* _Input material_:
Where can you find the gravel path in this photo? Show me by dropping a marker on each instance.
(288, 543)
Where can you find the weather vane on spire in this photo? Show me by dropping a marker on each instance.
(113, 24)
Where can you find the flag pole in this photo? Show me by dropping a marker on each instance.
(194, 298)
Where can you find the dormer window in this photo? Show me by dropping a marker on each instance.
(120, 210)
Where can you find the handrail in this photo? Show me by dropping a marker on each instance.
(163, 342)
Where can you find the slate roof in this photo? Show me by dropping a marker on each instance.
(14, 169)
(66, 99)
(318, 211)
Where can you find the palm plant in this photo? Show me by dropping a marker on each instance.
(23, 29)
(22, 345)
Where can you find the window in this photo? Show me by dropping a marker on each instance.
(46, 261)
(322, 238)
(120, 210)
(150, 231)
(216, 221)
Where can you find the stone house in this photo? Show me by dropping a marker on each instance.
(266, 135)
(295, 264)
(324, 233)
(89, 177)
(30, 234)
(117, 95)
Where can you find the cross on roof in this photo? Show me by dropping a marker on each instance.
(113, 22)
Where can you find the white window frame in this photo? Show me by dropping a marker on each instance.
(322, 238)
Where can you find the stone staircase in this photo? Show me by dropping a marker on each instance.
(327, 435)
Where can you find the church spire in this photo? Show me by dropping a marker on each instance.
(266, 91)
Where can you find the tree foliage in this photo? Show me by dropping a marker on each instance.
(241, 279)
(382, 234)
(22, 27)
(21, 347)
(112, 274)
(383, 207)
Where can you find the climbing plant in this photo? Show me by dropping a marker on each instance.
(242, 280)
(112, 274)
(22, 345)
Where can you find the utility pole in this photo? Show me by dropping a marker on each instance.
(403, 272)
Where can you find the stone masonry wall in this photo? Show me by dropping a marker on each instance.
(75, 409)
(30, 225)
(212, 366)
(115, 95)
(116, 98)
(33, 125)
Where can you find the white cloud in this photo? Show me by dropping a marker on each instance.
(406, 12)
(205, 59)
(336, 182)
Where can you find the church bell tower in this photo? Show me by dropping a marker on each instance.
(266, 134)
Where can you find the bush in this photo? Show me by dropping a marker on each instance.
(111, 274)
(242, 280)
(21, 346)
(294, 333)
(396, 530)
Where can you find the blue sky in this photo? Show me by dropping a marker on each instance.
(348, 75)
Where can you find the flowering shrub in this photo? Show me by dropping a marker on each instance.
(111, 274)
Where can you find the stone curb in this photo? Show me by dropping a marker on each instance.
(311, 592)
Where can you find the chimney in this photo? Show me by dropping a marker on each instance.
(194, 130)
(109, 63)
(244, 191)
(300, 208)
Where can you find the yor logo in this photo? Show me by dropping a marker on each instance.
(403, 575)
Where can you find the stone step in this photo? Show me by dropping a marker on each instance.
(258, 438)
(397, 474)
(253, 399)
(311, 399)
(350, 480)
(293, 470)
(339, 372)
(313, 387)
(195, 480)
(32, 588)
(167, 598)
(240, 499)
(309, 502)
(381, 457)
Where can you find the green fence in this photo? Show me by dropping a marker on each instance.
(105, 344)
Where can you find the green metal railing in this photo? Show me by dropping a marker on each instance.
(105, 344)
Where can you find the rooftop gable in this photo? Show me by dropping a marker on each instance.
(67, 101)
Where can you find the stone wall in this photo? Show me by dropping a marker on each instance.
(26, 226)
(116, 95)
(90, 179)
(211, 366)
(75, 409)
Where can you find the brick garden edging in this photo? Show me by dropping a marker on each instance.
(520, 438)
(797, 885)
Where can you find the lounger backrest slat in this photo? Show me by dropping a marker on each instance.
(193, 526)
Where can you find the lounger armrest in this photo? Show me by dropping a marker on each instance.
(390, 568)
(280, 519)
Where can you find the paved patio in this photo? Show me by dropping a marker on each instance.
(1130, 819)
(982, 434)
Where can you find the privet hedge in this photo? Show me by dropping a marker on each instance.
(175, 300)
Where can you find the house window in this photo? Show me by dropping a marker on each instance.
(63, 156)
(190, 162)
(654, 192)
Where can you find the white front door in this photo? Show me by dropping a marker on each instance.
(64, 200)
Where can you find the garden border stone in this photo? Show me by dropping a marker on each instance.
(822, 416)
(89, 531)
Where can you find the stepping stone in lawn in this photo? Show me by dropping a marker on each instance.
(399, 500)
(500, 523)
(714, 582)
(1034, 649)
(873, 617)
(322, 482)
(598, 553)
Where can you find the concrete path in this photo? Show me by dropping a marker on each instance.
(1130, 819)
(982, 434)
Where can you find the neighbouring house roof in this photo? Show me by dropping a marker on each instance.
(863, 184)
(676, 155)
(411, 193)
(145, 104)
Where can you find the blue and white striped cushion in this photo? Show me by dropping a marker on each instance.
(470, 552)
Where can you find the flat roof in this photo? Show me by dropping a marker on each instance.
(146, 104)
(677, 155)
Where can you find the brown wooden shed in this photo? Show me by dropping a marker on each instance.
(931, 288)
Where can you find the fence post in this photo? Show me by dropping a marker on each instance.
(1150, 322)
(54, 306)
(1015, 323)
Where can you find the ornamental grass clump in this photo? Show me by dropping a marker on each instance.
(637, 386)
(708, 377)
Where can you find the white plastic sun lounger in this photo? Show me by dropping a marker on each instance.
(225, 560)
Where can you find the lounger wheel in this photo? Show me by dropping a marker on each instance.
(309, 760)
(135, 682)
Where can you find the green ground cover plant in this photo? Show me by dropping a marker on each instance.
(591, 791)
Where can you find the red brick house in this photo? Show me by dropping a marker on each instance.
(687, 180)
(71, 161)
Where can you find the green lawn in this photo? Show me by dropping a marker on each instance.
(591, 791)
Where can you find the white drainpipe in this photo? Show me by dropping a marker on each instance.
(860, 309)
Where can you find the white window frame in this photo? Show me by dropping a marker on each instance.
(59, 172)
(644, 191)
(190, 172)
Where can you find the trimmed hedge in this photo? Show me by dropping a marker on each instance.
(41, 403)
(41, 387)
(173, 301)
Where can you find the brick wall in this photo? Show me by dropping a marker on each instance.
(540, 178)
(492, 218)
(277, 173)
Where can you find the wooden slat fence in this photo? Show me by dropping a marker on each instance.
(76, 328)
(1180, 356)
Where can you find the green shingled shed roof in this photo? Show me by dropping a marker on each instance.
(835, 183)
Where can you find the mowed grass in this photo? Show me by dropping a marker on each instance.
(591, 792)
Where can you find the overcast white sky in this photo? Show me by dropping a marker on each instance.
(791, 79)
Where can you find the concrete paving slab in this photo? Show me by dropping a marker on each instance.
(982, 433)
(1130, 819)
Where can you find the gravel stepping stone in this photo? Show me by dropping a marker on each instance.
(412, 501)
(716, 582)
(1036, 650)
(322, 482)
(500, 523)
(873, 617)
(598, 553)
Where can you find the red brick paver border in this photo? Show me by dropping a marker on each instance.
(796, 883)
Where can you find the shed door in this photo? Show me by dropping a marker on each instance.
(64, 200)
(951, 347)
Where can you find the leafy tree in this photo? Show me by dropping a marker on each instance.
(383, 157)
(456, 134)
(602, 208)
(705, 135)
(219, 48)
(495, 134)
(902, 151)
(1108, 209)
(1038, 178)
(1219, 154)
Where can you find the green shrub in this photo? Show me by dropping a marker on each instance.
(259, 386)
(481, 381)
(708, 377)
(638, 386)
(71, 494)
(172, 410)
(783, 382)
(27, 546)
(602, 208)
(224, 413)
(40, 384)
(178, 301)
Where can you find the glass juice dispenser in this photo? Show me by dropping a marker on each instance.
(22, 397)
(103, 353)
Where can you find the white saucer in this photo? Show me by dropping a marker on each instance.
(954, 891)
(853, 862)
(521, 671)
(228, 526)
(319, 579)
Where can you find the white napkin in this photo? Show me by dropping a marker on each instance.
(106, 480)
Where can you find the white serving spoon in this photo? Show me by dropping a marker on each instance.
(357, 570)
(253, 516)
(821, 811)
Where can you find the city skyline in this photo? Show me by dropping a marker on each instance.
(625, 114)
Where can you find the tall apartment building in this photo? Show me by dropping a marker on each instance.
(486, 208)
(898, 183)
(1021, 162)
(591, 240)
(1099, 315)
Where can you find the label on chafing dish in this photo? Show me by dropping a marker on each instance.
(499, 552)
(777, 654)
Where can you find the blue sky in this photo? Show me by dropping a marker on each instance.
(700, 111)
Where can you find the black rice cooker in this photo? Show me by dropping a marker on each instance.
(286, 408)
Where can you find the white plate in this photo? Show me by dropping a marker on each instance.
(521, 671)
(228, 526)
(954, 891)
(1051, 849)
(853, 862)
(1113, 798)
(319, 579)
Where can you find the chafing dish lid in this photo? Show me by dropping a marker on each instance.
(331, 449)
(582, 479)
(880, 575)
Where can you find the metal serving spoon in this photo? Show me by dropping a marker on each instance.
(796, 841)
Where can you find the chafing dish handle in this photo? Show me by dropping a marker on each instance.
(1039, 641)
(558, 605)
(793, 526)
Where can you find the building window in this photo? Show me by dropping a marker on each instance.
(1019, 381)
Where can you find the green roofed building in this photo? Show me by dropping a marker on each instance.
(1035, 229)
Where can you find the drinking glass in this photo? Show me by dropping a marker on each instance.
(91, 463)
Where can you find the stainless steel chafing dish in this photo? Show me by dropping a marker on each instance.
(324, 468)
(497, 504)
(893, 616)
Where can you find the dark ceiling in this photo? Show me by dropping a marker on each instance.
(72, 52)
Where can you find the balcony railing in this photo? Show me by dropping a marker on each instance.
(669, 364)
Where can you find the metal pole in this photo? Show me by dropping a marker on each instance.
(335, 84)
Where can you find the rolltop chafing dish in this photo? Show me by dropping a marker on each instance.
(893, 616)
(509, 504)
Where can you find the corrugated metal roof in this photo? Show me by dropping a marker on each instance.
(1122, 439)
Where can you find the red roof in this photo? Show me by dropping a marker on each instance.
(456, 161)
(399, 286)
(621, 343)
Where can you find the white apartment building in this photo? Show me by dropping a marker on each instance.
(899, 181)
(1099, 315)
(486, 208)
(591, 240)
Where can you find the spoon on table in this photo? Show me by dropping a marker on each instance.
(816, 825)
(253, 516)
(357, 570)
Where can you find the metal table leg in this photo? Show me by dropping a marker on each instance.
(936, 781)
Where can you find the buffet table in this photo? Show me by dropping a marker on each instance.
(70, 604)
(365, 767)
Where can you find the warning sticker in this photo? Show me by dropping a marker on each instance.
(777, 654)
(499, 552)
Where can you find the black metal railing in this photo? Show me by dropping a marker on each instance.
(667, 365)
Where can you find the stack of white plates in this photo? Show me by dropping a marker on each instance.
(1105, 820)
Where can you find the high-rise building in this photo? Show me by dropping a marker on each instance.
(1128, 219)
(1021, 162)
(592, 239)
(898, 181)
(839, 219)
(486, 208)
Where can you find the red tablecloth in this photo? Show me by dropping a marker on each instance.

* _Written exercise_: The required output is the span of lines from the one containing "Where can you find the dark" to the last line, reproduced character for character.

* _Output of the task_:
Where can you find the dark ceiling in this photo? Show me by dropping a marker on each instance.
(72, 52)
Where can you find the balcony railing in this photo? Show me by dropping a marker on each instance.
(669, 364)
Where can you find the metal pole in this photo? Show me by dropping a marker on each instance.
(335, 84)
Where can you find the rolltop chafing dish in this photo? Show me by dropping a marker on each instance.
(893, 616)
(509, 504)
Where can you find the corrugated metal roof in this photo? Show me by dropping a marker on each instance.
(1122, 439)
Where can you find the red roof in this photo? Show me by dropping a marker on each instance.
(456, 161)
(399, 286)
(621, 343)
Where can you find the white apartment building in this photo? Show me by dropping a marker on each instance.
(899, 181)
(1099, 315)
(486, 208)
(591, 240)
Where can you find the spoon on table in this photo? Show me by dropping a marker on each instance.
(816, 825)
(253, 516)
(357, 570)
Where can you find the metal table leg in this photo? Show me by dropping a marker on each instance.
(936, 781)
Where can you find the buffet table in this photo? Show me by dropping a marker on each instance.
(70, 604)
(365, 767)
Where can you find the warning sticker in this photo? Show me by dropping a marker on each instance.
(777, 654)
(499, 552)
Where can you find the black metal railing in this photo? Show me by dropping a marker on each instance.
(667, 365)
Where can you find the stack of white plates in this photo? Show me by dropping a marker on each instance.
(1105, 820)
Where can you find the high-rise building in this photo? Show me by dropping a marker on each instance.
(1128, 219)
(1021, 162)
(592, 239)
(898, 181)
(839, 219)
(486, 208)
Where can you find the red tablecloth in this photo? Show me by dropping a marker on each instance.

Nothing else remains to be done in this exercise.